List every line in the records below that contains the word "roof", copying each such line in full.

(Dataset extracts labeled with boxes)
--------

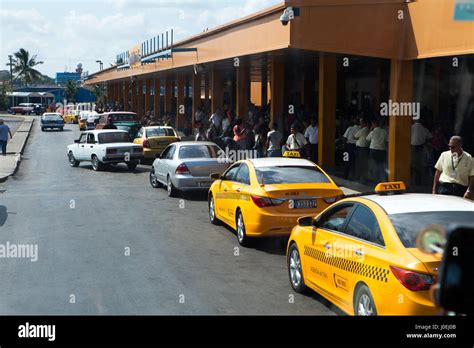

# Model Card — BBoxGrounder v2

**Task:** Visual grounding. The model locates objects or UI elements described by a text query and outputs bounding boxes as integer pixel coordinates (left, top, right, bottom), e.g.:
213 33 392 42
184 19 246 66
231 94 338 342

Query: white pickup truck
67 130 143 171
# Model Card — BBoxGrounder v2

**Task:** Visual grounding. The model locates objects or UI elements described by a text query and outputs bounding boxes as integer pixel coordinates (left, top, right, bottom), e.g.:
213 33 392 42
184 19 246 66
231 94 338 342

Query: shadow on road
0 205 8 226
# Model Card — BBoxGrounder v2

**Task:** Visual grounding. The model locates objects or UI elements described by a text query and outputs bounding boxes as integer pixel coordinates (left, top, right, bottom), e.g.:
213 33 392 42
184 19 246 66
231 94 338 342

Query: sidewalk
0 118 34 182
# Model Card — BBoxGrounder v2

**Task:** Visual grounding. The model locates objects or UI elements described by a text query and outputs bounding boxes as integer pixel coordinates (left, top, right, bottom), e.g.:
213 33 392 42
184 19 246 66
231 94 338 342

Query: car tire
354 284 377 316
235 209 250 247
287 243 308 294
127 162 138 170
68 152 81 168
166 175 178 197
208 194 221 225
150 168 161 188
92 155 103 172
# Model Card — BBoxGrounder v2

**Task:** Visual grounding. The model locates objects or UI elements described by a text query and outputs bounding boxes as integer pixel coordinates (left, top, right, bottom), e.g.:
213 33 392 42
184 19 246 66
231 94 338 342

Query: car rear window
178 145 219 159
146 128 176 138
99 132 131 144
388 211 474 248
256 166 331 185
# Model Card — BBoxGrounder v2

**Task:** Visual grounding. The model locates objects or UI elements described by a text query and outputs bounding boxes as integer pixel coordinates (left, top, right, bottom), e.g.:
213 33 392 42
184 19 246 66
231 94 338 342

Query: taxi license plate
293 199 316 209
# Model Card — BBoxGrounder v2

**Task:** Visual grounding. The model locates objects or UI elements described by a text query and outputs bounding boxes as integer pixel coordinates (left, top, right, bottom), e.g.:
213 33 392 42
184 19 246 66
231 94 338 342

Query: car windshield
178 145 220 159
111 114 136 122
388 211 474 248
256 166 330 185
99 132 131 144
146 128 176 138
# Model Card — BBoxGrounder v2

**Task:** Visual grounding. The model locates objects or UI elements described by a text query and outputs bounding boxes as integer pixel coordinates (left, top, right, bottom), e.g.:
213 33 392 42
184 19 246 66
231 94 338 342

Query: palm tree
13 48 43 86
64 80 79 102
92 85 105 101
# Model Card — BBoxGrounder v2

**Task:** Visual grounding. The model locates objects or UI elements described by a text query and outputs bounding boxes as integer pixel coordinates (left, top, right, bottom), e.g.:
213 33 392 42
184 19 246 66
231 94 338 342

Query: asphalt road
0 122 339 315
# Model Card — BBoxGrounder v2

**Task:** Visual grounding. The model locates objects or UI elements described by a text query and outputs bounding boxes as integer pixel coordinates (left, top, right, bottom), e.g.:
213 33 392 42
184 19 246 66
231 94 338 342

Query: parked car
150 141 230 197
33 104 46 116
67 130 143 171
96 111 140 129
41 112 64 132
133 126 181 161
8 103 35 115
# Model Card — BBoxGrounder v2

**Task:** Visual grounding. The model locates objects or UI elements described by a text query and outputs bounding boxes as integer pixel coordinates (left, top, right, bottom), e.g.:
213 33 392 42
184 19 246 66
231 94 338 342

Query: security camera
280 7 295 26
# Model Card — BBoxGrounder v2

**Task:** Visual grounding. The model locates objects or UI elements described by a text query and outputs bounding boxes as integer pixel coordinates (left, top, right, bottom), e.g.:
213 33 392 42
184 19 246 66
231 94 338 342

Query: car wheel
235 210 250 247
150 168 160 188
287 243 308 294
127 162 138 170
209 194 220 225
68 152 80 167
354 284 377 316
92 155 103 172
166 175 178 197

--------

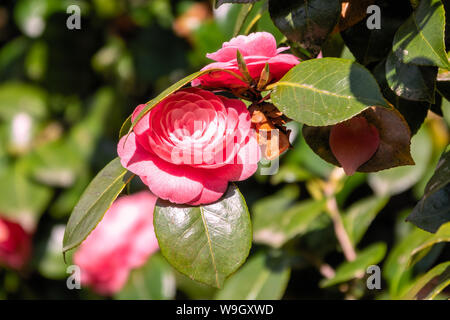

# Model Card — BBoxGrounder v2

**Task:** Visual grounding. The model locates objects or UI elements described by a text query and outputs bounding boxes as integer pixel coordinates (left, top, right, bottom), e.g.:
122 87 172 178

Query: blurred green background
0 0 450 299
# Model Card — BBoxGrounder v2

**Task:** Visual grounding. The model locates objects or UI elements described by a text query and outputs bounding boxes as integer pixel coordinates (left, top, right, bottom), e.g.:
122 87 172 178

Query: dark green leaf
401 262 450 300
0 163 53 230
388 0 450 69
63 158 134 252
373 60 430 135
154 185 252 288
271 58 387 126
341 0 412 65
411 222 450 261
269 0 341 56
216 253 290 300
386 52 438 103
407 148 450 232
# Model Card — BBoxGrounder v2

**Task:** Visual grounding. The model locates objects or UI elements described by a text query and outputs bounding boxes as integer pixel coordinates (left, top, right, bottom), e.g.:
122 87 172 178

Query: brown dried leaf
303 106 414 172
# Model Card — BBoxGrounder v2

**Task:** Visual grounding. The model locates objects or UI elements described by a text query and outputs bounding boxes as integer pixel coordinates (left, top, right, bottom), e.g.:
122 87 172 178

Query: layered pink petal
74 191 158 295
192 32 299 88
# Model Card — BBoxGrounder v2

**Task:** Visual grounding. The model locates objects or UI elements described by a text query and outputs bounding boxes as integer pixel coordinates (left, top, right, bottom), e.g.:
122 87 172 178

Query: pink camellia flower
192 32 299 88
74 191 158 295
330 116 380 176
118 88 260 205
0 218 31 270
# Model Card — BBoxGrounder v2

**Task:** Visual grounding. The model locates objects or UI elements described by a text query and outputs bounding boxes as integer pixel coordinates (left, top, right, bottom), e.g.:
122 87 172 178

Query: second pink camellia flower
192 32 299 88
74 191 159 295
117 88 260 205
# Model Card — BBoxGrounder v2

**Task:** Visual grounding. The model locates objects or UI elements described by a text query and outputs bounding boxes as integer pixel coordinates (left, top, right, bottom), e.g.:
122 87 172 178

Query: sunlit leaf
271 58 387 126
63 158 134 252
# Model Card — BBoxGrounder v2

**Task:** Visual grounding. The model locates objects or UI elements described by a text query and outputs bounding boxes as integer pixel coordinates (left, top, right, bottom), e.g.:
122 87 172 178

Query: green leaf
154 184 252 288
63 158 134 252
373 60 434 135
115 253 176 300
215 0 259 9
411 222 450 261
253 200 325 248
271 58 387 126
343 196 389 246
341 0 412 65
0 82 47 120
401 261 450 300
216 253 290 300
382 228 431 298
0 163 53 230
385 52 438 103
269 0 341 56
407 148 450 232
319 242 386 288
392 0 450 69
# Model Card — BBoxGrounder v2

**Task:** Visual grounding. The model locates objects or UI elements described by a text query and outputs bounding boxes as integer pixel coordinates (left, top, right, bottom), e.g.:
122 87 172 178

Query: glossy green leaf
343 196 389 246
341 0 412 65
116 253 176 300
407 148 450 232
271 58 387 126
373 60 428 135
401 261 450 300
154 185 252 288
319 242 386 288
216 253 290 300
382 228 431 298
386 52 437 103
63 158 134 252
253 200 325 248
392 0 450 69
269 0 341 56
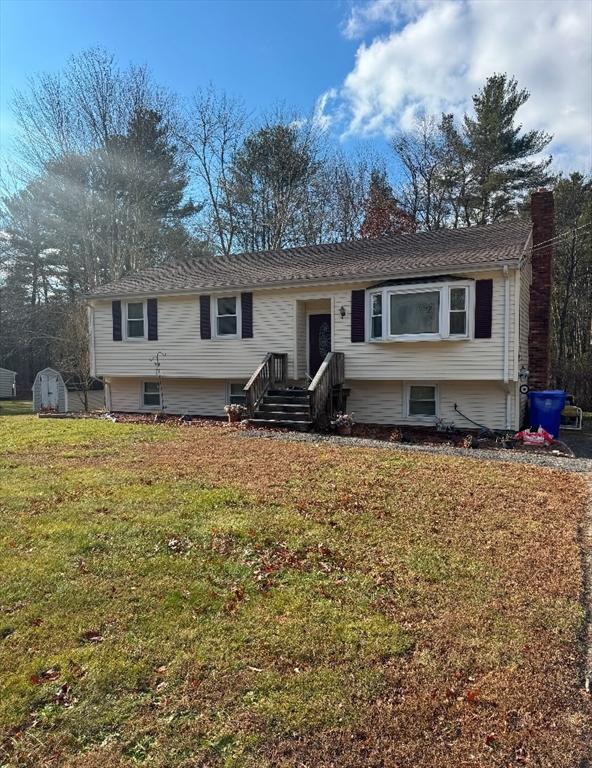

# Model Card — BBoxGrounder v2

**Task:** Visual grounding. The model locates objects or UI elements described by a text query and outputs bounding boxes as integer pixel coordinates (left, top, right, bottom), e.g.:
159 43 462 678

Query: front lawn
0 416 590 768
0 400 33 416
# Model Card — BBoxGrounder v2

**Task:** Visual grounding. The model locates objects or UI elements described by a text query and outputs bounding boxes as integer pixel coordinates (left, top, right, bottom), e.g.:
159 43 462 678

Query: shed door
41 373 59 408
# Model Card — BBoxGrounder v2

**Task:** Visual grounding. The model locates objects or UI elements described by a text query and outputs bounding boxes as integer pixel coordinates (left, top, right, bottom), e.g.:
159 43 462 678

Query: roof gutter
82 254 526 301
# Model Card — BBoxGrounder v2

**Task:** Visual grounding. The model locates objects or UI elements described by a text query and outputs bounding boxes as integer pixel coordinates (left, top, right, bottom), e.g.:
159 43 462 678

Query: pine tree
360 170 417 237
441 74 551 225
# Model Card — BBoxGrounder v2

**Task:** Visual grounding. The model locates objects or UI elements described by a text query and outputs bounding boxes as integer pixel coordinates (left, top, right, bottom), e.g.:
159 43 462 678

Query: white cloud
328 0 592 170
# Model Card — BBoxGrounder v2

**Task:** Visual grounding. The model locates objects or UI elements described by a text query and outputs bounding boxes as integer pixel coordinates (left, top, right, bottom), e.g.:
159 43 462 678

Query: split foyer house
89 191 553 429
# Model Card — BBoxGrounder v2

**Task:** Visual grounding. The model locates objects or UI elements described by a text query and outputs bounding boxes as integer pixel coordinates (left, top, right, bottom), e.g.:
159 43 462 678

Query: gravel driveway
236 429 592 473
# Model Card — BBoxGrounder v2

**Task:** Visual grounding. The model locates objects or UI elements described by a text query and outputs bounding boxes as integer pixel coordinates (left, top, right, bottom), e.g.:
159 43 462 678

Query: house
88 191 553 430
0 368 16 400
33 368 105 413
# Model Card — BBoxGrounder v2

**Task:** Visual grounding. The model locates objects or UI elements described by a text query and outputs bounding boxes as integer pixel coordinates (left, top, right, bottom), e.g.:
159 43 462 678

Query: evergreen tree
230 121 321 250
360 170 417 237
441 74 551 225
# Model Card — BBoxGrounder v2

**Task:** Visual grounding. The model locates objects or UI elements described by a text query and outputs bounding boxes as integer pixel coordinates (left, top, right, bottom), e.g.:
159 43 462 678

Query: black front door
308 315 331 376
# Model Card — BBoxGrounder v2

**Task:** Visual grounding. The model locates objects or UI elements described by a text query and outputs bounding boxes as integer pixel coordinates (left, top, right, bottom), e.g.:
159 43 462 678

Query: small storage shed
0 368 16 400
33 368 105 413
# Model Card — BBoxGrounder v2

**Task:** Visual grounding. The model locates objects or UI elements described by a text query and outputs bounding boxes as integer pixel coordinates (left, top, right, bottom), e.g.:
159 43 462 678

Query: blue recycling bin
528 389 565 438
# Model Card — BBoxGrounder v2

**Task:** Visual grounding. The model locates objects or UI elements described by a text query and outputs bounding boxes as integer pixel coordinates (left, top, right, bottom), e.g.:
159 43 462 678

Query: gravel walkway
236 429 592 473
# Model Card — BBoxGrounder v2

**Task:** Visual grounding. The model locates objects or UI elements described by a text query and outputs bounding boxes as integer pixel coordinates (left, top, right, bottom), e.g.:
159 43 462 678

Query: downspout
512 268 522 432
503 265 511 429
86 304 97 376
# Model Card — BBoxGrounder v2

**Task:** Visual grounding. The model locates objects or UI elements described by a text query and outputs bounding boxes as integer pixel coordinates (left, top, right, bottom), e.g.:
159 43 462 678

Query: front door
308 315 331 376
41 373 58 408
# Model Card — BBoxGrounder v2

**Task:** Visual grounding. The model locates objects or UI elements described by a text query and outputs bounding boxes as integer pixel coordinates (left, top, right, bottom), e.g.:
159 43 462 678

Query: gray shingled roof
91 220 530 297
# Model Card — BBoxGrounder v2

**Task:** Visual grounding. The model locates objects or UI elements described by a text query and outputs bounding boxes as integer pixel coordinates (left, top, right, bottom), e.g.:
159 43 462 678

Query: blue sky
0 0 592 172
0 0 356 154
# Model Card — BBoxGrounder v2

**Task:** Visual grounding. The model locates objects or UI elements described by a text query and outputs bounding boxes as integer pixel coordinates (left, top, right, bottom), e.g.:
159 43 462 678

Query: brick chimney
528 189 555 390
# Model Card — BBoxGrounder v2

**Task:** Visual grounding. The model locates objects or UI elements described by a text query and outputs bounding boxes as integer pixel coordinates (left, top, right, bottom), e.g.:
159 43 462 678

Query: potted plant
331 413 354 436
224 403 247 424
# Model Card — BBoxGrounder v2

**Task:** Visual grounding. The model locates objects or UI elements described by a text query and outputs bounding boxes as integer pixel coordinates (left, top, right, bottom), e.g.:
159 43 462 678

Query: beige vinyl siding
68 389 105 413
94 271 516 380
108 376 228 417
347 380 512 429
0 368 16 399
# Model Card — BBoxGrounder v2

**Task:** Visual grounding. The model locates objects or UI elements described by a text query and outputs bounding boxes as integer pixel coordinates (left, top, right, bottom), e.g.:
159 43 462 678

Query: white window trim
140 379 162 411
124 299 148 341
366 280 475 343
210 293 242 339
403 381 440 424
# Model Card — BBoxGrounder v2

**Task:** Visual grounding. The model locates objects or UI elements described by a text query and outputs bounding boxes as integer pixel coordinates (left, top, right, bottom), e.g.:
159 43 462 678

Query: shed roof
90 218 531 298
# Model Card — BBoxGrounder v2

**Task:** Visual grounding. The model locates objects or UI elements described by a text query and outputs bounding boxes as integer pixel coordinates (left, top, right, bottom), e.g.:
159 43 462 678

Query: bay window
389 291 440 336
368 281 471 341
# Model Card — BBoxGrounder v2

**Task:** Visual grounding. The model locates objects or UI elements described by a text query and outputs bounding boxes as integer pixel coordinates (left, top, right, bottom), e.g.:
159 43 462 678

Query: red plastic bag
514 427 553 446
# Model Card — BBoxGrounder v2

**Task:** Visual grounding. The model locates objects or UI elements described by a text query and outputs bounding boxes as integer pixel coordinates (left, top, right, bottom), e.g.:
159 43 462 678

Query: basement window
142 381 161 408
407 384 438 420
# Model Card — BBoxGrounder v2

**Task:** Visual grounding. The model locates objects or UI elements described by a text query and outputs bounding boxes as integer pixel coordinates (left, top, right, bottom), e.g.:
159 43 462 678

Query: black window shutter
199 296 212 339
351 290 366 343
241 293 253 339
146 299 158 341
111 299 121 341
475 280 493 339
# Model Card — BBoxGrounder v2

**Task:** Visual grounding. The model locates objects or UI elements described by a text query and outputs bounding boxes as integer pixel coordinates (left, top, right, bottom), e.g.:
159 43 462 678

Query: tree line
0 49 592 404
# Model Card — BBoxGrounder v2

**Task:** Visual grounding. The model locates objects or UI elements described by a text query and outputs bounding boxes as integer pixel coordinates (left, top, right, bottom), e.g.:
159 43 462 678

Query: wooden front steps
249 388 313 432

--------

◆ **TASK RESULT**:
Query: roof gutter
Query: gray shingled roof
Query: shed roof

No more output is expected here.